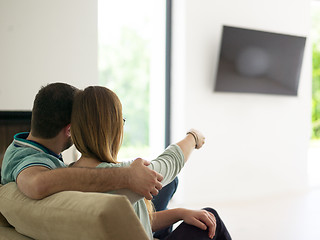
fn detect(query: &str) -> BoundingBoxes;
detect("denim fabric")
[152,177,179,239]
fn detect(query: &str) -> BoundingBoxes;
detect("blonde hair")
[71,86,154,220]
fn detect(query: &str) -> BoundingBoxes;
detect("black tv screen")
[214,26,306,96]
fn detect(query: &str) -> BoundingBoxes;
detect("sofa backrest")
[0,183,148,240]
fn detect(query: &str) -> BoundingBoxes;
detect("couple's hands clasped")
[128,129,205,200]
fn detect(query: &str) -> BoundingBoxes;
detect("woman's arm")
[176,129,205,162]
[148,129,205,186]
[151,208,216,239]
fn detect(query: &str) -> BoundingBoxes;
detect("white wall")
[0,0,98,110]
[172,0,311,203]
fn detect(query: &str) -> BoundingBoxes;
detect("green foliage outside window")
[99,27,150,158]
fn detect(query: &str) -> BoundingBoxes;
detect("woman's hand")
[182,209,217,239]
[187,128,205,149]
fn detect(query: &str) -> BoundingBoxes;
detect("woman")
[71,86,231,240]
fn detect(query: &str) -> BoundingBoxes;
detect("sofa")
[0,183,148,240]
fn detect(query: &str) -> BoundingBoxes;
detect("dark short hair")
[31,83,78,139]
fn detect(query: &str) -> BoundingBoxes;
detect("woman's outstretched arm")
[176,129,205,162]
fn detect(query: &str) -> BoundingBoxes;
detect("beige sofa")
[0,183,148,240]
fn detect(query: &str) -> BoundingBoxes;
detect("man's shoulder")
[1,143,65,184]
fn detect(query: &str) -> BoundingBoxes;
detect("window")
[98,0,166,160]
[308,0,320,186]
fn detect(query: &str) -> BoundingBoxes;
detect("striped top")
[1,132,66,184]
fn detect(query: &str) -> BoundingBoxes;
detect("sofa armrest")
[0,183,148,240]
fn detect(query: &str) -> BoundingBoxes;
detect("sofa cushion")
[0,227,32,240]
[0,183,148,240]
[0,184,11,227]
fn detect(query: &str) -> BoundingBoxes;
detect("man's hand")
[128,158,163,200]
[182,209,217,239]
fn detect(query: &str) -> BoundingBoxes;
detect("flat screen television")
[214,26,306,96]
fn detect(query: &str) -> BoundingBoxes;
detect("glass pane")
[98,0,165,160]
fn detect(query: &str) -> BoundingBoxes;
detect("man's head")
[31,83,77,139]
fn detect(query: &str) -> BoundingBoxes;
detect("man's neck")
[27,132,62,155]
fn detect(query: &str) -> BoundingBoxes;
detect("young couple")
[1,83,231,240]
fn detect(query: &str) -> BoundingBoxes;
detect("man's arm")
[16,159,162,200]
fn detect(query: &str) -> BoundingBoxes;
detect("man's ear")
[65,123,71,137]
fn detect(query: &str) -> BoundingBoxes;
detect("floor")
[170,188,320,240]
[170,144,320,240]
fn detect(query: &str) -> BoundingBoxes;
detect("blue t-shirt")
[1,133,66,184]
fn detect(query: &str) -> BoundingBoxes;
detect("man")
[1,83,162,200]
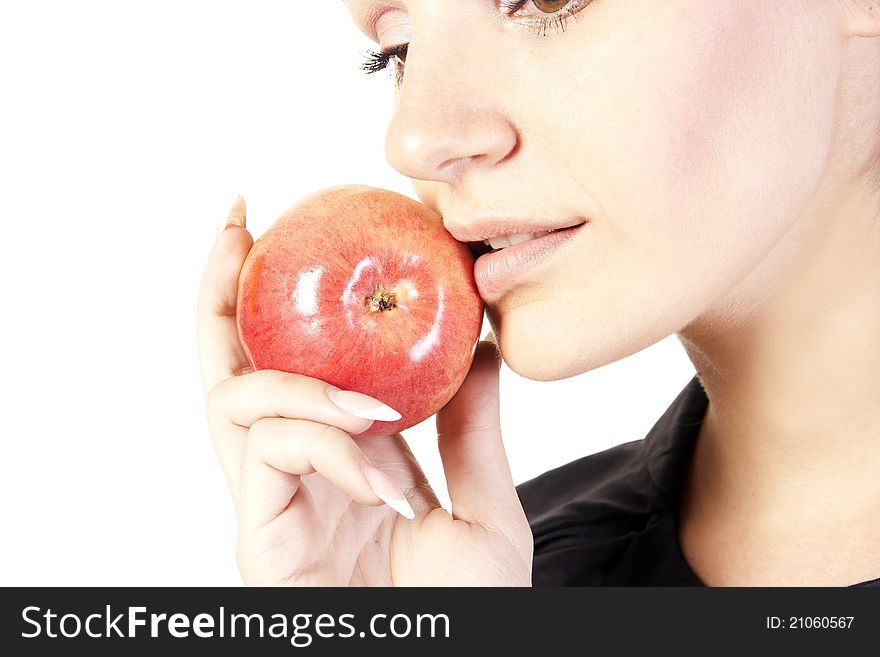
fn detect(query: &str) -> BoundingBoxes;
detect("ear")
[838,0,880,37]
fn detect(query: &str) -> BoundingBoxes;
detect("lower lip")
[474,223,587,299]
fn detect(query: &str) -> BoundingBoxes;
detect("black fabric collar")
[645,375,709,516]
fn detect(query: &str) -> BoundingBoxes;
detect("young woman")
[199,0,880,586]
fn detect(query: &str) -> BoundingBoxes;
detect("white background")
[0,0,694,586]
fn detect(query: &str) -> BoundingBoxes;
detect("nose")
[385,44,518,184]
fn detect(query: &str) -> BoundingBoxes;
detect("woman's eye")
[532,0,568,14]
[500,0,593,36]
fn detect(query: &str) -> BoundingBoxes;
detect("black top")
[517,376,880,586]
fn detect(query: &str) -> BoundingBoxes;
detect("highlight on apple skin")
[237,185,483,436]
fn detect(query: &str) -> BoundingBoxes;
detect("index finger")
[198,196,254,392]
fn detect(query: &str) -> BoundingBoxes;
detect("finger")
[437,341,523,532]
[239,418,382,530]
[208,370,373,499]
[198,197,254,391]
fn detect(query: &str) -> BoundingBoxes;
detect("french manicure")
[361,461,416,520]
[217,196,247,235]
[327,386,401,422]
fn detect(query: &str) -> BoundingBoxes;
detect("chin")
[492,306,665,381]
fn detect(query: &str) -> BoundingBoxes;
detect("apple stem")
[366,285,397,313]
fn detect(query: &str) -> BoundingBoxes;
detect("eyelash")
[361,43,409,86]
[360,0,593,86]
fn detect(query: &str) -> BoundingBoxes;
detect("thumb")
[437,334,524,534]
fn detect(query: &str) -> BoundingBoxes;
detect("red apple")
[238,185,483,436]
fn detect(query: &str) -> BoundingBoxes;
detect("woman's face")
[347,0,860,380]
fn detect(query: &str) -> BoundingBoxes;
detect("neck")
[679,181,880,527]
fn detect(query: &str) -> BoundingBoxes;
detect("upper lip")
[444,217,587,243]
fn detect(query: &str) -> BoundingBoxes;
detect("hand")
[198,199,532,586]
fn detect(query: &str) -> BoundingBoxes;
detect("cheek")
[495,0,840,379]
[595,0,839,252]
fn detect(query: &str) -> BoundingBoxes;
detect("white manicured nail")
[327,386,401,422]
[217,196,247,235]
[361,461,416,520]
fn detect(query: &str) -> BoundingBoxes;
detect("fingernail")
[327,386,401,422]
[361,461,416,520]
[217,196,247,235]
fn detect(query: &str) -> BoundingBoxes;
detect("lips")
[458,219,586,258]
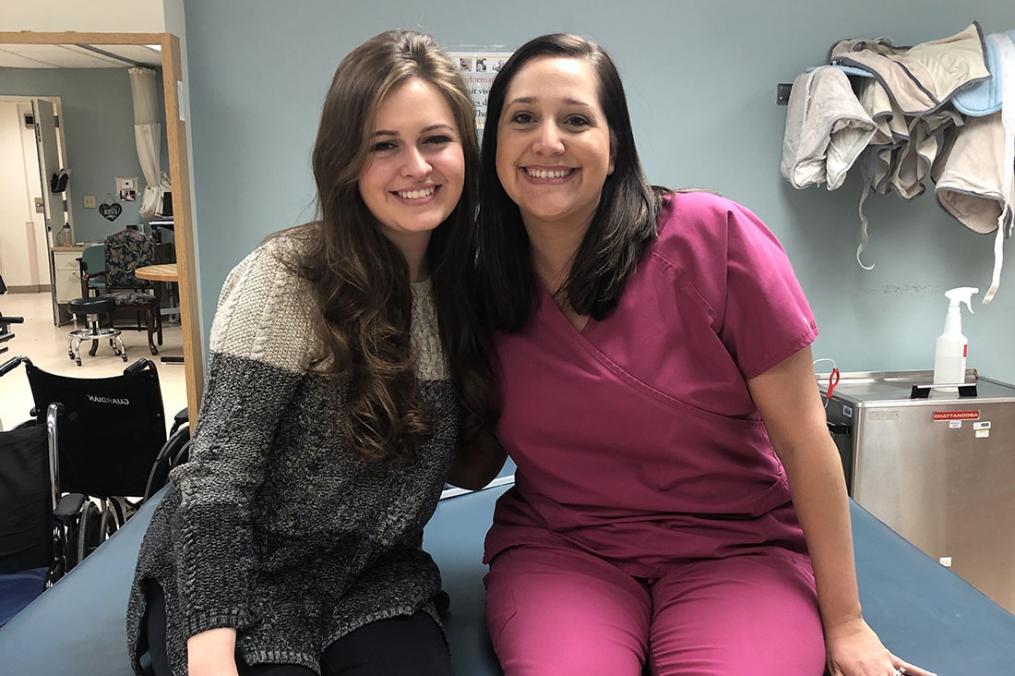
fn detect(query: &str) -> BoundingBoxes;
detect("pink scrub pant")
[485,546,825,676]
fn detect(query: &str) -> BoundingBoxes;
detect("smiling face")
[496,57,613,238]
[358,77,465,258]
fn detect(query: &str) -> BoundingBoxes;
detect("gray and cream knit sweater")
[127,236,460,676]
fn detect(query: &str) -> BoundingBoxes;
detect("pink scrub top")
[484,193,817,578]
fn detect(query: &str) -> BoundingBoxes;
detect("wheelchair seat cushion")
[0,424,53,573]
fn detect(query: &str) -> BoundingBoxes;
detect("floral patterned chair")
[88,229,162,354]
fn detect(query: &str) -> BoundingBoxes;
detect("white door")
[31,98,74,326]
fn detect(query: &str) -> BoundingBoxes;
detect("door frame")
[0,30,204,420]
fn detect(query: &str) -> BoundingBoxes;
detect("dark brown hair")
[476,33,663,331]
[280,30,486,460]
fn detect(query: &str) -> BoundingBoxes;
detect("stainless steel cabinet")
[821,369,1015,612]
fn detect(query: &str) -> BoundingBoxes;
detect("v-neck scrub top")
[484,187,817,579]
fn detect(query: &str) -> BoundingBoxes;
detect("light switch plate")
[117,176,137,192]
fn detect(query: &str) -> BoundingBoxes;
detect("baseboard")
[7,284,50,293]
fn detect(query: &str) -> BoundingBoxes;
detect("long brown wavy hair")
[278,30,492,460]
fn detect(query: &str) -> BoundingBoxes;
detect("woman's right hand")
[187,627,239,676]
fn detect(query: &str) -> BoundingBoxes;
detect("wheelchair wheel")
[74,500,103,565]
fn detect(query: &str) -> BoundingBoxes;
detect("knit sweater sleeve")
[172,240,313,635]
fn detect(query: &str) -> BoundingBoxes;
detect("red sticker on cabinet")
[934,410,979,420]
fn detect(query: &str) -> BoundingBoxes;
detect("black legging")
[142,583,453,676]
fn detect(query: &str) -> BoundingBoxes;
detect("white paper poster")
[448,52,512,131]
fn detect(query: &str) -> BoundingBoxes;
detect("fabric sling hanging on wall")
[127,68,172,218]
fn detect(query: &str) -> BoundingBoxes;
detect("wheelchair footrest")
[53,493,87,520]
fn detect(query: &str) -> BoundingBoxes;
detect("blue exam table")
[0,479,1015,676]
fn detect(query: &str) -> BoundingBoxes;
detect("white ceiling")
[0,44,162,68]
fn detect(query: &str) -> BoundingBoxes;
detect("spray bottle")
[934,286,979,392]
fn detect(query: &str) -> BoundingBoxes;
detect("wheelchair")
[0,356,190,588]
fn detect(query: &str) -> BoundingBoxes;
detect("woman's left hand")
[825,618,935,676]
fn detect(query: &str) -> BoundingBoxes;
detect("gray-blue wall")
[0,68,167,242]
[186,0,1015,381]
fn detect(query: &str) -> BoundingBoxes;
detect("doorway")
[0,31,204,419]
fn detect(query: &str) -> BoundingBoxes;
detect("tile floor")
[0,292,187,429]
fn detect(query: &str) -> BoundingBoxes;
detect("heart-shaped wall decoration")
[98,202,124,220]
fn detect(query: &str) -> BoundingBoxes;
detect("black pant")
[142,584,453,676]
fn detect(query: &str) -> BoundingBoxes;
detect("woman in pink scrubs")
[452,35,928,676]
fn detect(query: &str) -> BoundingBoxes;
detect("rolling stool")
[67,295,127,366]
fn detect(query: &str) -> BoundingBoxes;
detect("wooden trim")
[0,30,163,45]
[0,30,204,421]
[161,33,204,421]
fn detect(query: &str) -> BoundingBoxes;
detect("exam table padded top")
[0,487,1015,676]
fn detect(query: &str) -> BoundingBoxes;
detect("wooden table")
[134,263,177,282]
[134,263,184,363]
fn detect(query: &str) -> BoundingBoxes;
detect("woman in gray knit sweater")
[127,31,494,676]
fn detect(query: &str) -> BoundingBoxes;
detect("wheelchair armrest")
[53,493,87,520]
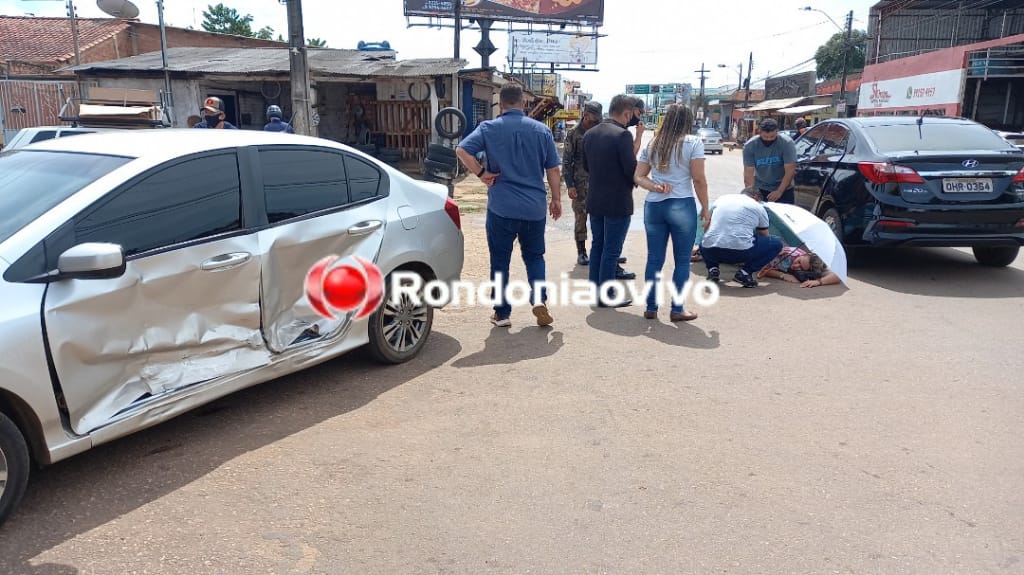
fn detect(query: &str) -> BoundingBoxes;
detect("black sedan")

» **AIM**
Output the material above as a numbered list, from its first line up to and including the line containing "[128,129,205,200]". Leave out blank lines and the pictures.

» **FINISHED EXERCISE**
1. fn detect(query: &str) -> BoundingBoxes;
2. detect("denim fabric")
3. [152,177,179,239]
4. fn detect(query: &str) -> BoundingBoxes;
5. detect("blonde hair")
6. [71,86,154,220]
7. fn detect(query: &str) -> BoundingBoxes;
8. detect("black tv screen")
9. [214,26,306,96]
10. fn detect(query: &str) -> BoundingBoxes;
11. detect("sofa backrest")
12. [0,183,148,240]
13. fn detect(query: &str) -> BoundingBoxes;
14. detect("couple's hands clasped")
15. [128,129,205,200]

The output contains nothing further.